↓

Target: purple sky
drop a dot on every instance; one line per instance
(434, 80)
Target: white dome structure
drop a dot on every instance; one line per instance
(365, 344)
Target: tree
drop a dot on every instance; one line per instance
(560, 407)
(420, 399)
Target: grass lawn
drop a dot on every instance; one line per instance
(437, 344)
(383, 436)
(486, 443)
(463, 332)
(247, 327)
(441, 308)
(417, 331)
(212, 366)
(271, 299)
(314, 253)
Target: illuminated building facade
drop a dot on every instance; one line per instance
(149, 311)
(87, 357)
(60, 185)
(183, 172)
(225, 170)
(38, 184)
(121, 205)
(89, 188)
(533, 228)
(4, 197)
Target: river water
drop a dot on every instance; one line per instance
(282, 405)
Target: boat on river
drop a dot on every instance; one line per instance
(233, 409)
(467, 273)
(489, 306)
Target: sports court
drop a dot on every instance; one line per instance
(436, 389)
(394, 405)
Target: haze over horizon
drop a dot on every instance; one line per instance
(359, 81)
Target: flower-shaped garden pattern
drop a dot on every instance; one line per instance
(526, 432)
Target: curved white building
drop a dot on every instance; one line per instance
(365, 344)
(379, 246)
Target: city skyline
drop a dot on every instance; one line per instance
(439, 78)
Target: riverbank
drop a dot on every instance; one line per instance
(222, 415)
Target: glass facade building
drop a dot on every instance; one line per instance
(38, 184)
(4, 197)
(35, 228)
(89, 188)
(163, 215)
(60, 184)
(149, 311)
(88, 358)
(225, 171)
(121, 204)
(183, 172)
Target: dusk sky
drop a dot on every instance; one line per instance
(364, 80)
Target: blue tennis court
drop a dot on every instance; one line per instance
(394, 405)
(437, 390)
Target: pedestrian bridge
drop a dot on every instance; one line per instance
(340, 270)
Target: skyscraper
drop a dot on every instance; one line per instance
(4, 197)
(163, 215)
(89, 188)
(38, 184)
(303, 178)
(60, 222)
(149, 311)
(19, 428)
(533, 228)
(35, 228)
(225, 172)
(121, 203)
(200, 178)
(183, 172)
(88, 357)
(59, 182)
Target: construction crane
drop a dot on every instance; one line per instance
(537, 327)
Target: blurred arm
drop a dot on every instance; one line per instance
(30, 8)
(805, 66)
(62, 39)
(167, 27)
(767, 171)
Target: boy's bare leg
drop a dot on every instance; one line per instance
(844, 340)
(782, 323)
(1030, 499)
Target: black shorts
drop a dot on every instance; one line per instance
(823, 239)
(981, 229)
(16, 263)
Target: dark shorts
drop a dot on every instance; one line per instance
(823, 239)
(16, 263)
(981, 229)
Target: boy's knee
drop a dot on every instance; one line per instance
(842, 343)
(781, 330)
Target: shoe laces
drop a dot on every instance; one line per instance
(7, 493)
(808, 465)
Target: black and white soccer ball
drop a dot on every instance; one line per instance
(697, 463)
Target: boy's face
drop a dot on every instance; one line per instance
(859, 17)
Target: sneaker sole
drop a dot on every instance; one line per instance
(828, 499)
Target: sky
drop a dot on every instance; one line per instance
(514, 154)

↑

Short exercise → Please switch each "drop a dot" in these lines to "place a marker" and write the lines out again, leaving everything else as it is.

Finished exercise →
Target: purple sky
place a marker on every instance; one line per instance
(434, 80)
Target: white dome structure
place a marker on every instance; one line per instance
(365, 344)
Target: tree
place a marker on every instance; one line per instance
(560, 407)
(420, 399)
Target: grass lawn
place a marker on every instance; one line per instance
(437, 344)
(383, 436)
(486, 443)
(463, 332)
(247, 327)
(441, 308)
(417, 331)
(212, 366)
(271, 299)
(314, 253)
Target: illuminated building facade
place a marker on every instance; one line per instance
(149, 311)
(87, 357)
(60, 185)
(183, 172)
(225, 170)
(38, 184)
(121, 205)
(89, 188)
(533, 228)
(4, 197)
Target: river water
place a marker on every instance; one line per instance
(282, 405)
Target: boat on river
place a marker on every instance; one line per instance
(233, 409)
(467, 273)
(489, 306)
Target: sports court
place a marker on every instance; one line per instance
(436, 389)
(394, 405)
Target: haze over horizon
place a marker on every instance; one line per instance
(359, 81)
Target: flower-shaped garden pattern
place a marker on every instance; one line per instance
(526, 432)
Target: curved white building
place a marker on every instance; one line per instance
(365, 344)
(379, 246)
Target: city skyline
place a marker on every instance; one line per instance
(439, 78)
Target: riverbank
place a marker on every instance; one line per instance
(222, 415)
Target: glass facade building
place a marker on every instance; one line per instance
(38, 184)
(4, 197)
(35, 228)
(89, 188)
(163, 215)
(60, 184)
(149, 311)
(88, 358)
(225, 171)
(121, 204)
(183, 172)
Target: dusk sky
place a marker on every instance; one line per instance
(364, 80)
Target: blue tennis court
place a marker on every instance; one line per instance
(394, 405)
(437, 390)
Target: pedestrian bridge
place a marker on every instance; one line per instance
(340, 270)
Target: skyscraper
place a marker on every instance; one line per instance
(4, 197)
(163, 215)
(89, 188)
(38, 184)
(303, 178)
(60, 222)
(149, 311)
(19, 428)
(533, 228)
(35, 228)
(225, 172)
(121, 203)
(200, 178)
(183, 172)
(88, 357)
(59, 182)
Target: construction crane
place a marker on every instance; one line per instance
(537, 327)
Target: blurred arm
place a marker on every instance; one line per instance
(30, 8)
(805, 66)
(62, 39)
(167, 27)
(767, 171)
Target: boy's bare leg
place a marker on every instance; one line per instance
(844, 340)
(782, 323)
(1030, 499)
Target: black shorts
place a marker on every instance; one line per instance
(823, 239)
(981, 229)
(16, 263)
Target: dark shorts
place a marker on every instance; one line per instance
(823, 239)
(16, 263)
(981, 229)
Target: boy's knee
place a marker on every instance; one line per instance
(842, 343)
(781, 330)
Target: shoe laces
place a marker on every instance; one line per instance
(7, 493)
(808, 465)
Target: black and white soccer ball
place a marker on every instance; one line per instance
(697, 463)
Target: boy's face
place a marker on every instance; one line per instance
(859, 17)
Target: sneaker sole
place a marker on every instance; one line per instance
(828, 499)
Target: sky
place a marker on every instance; one line per instance
(514, 154)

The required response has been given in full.